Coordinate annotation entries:
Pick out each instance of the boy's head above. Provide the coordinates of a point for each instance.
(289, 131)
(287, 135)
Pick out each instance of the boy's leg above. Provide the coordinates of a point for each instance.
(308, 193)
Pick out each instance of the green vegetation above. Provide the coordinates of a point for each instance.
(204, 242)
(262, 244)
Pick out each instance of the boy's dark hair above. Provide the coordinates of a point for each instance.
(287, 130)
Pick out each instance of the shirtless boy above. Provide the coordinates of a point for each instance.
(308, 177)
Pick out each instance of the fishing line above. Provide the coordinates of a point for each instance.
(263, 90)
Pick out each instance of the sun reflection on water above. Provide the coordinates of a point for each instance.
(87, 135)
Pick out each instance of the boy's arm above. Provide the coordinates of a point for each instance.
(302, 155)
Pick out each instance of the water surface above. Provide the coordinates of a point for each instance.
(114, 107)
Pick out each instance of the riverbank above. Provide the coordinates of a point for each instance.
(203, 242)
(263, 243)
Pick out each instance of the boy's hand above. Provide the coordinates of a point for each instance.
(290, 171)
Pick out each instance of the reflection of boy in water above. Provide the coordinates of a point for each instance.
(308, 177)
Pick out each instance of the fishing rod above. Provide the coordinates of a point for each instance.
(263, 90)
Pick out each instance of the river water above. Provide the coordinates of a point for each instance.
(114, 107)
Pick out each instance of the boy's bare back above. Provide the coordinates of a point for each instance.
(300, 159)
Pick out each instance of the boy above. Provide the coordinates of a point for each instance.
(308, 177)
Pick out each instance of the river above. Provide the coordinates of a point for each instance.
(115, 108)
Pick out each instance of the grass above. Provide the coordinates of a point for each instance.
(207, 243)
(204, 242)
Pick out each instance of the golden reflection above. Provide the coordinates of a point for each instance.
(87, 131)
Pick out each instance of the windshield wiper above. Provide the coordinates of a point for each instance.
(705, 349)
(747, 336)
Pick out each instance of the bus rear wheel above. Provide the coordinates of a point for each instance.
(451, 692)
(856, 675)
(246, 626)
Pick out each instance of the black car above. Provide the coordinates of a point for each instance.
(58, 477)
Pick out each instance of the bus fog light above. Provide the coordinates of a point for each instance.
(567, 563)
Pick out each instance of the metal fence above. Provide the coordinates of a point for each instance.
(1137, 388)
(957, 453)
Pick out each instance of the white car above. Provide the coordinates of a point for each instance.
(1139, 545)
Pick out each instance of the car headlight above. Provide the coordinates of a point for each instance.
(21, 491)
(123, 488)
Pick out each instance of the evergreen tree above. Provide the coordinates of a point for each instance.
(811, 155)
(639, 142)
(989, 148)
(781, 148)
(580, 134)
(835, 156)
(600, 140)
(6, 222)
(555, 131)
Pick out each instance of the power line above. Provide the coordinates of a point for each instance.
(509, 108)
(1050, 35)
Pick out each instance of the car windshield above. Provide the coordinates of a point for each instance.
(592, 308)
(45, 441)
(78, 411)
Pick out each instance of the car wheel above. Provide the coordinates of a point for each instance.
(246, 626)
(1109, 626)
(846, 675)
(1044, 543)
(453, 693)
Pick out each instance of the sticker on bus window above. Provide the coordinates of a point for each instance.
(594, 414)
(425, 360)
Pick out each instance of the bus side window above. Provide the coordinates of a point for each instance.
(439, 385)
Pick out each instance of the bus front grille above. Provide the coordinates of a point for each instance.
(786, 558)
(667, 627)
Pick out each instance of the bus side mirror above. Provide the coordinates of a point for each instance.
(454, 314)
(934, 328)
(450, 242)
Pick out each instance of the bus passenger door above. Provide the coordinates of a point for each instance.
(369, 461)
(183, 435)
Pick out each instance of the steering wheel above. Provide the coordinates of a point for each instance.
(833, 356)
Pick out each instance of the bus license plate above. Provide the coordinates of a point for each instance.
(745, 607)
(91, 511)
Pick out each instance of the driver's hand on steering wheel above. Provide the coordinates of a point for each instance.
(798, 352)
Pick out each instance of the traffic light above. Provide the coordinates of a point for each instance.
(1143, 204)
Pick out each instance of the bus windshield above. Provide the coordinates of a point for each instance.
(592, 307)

> **Short exercise**:
Reproduce the lines of the entries above exactly, but only from the line containing "Pick out each instance of the sticker" through the final line.

> **Result**:
Pick out each instance of the sticker on bus window above. Provide the coordinates of a point for each instance.
(594, 414)
(425, 360)
Pick out each instance of the bus side window above. Provide the coordinates of a point for each instance.
(439, 385)
Pick out each instance of the bus front grille above. Provide the coordinates of a point for each instance.
(786, 558)
(667, 627)
Pick out each instance of the bus side mirror above. Provide the coordinates of a point for each instance.
(454, 314)
(934, 328)
(450, 242)
Pick out each instance of the bus passenger door above. Provide the coordinates of a point for each instance.
(369, 461)
(183, 435)
Pick out each instance of the steering wheel above. Provide the coordinates of a point for each instance.
(833, 356)
Pick out each instance of the bus license plate above. Provide the coordinates of a point for each instance.
(745, 607)
(91, 511)
Pick out each instance of the driver's hand on steering wheel above. Provide the coordinates of a point for each instance.
(798, 352)
Pick out each instance of the traffic light above. Provide the coordinates of a point for each instance.
(1143, 204)
Pick out each instance of the bus windshield above. Provide the coordinates of a point for each instance.
(592, 307)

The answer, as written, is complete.